[begin Material shown]

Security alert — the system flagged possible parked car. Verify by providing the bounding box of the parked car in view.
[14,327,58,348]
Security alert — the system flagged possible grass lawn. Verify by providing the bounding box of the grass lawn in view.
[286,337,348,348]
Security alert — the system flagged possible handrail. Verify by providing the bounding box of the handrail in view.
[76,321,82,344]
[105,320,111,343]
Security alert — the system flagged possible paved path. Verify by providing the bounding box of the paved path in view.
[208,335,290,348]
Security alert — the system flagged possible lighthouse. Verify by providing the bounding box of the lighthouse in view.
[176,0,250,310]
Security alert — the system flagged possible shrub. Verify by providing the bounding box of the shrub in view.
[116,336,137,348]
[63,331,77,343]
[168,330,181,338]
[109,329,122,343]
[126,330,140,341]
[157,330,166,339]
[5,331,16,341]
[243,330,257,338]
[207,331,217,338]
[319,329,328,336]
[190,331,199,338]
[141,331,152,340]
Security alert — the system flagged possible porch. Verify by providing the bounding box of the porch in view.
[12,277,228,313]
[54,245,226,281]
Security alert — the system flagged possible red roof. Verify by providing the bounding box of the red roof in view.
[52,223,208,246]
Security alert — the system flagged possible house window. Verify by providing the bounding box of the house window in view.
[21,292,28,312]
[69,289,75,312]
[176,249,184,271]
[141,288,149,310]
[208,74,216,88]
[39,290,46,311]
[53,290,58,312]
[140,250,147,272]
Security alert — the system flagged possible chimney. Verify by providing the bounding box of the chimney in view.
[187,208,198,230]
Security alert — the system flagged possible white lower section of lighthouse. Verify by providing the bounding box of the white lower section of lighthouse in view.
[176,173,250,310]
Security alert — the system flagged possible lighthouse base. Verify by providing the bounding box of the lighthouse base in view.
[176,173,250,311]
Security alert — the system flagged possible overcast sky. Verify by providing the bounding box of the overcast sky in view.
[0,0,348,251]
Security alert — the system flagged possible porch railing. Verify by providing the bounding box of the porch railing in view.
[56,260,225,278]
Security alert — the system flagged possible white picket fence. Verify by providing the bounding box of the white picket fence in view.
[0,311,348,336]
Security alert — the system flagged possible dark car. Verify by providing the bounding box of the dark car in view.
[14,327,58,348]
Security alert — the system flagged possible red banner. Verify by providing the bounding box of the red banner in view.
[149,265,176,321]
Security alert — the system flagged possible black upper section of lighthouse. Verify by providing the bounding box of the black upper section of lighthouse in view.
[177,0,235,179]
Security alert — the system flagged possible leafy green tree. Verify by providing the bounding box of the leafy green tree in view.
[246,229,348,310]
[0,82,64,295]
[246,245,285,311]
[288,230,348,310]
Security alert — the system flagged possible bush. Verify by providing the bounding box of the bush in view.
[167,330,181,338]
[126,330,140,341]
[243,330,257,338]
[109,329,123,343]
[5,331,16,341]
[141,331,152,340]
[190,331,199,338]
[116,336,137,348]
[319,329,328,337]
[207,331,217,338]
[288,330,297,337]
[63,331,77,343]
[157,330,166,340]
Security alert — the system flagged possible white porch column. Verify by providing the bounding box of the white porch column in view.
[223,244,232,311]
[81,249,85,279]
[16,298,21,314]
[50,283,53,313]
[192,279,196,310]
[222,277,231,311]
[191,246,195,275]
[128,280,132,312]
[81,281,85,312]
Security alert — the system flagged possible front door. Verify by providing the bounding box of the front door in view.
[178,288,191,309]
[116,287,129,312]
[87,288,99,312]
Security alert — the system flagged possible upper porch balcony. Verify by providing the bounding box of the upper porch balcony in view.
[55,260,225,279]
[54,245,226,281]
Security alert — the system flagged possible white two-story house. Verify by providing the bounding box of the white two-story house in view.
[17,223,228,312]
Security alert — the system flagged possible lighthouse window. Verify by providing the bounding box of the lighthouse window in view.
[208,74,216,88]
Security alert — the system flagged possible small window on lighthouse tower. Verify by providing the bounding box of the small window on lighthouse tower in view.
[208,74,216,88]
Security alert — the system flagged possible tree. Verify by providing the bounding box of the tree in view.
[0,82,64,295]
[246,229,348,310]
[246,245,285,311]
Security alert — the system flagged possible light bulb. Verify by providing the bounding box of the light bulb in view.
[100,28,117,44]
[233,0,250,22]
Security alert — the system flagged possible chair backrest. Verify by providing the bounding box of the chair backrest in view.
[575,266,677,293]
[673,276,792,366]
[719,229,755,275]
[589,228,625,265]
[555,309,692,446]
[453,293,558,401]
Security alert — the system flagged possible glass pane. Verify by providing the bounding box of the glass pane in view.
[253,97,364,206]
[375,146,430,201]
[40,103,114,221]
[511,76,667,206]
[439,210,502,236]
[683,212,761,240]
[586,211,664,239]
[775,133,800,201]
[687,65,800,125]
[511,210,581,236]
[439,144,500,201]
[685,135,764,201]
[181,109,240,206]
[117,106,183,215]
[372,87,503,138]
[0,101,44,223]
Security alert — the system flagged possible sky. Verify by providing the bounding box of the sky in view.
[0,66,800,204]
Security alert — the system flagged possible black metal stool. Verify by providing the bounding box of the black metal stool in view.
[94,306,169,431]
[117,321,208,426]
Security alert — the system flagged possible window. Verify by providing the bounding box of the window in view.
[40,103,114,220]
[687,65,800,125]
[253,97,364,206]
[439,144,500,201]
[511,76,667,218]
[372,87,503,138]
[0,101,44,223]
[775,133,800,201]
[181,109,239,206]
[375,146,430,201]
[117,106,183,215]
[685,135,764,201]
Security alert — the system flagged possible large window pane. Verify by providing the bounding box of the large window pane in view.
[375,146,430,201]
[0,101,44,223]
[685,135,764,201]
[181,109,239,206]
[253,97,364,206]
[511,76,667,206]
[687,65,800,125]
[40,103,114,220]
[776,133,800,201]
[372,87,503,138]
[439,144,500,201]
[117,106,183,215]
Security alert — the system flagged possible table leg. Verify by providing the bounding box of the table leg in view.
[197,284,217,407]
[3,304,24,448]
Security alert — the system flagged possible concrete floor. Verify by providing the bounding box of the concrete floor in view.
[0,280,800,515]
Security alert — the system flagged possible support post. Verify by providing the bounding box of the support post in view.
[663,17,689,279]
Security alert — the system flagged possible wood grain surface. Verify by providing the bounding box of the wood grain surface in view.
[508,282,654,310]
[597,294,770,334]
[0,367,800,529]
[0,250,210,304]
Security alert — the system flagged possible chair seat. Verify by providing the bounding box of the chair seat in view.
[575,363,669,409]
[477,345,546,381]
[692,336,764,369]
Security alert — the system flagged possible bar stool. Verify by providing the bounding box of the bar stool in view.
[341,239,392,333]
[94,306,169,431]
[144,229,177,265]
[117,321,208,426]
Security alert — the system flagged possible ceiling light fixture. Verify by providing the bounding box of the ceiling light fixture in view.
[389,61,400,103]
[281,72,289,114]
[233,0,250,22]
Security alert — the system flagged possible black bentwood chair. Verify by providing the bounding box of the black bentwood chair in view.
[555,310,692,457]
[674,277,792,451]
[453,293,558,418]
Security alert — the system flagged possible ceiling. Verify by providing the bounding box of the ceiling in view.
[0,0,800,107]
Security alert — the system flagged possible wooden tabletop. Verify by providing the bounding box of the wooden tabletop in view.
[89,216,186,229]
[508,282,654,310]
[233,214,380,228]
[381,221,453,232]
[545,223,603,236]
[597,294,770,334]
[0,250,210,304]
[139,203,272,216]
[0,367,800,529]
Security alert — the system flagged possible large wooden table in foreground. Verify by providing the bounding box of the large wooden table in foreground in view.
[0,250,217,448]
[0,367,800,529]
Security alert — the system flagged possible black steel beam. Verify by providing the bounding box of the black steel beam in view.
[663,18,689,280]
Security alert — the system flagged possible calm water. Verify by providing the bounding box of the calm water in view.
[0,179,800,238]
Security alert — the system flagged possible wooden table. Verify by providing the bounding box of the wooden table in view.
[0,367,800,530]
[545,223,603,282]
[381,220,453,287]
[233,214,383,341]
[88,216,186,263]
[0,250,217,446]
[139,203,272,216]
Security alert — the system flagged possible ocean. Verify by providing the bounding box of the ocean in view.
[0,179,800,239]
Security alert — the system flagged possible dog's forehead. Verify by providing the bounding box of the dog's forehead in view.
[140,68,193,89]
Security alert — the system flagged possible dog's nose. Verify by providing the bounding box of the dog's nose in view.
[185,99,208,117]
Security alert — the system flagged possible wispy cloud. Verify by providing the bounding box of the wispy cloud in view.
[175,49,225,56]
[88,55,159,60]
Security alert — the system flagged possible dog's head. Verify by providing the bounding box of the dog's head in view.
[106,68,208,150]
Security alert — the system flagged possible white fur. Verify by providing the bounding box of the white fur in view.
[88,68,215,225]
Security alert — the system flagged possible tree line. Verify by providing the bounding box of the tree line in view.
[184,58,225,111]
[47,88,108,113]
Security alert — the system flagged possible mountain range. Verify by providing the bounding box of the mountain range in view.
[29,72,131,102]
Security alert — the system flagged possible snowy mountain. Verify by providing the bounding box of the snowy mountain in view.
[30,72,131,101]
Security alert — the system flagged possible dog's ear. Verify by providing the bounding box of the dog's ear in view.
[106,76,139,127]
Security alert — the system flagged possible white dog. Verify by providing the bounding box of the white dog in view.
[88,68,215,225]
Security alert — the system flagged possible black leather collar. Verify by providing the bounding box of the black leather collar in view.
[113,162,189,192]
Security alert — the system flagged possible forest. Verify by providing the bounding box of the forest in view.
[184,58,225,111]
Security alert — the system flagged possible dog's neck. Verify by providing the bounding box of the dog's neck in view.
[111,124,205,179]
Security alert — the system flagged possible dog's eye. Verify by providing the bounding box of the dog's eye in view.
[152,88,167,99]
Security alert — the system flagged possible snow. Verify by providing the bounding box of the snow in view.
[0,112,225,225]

[end Material shown]

Copy out the lines from the one containing "Security alert — the system flagged possible red roof." through the one containing "[149,265,176,321]", both included, swapping every "flagged" for "detected" and changing nothing else.

*Exercise result*.
Security alert — the system detected possible red roof. Verify by providing the bounding box of the red roof in view.
[52,223,208,246]
Security alert — the system detected possible house window. Verify by providing the bounding box of the house window in view.
[21,292,28,312]
[69,289,75,312]
[176,249,184,271]
[141,288,149,310]
[208,74,216,88]
[39,290,46,311]
[53,290,58,312]
[140,250,147,272]
Security alert — the system detected possible chimney. Verify by providing the bounding box of the chimney in view.
[187,208,198,230]
Security alert — the system detected possible white lower section of lighthouse. Verify by providing the bounding box of the white lower section of lighthouse in view.
[176,173,250,310]
Security alert — the system detected possible lighthouse base. Verify by providing the bounding box of the lighthouse base in view.
[176,173,250,311]
Security alert — the system detected possible overcast sky. Verify by providing the bounding box of the overcast sky in view.
[0,0,348,251]
Security alert — the system detected possible porch railing. Verify by providing the bounding box of the porch railing in view.
[56,260,225,278]
Security alert — the system detected possible white picket fence. Verify by providing the bounding box of the white picket fence in view.
[0,311,348,336]
Security alert — the system detected possible dark car. Verify by providing the bounding box of the dark car in view.
[14,327,58,348]
Security alert — the system detected possible red banner. Verify by providing the bounding box of the red banner in view.
[149,265,176,321]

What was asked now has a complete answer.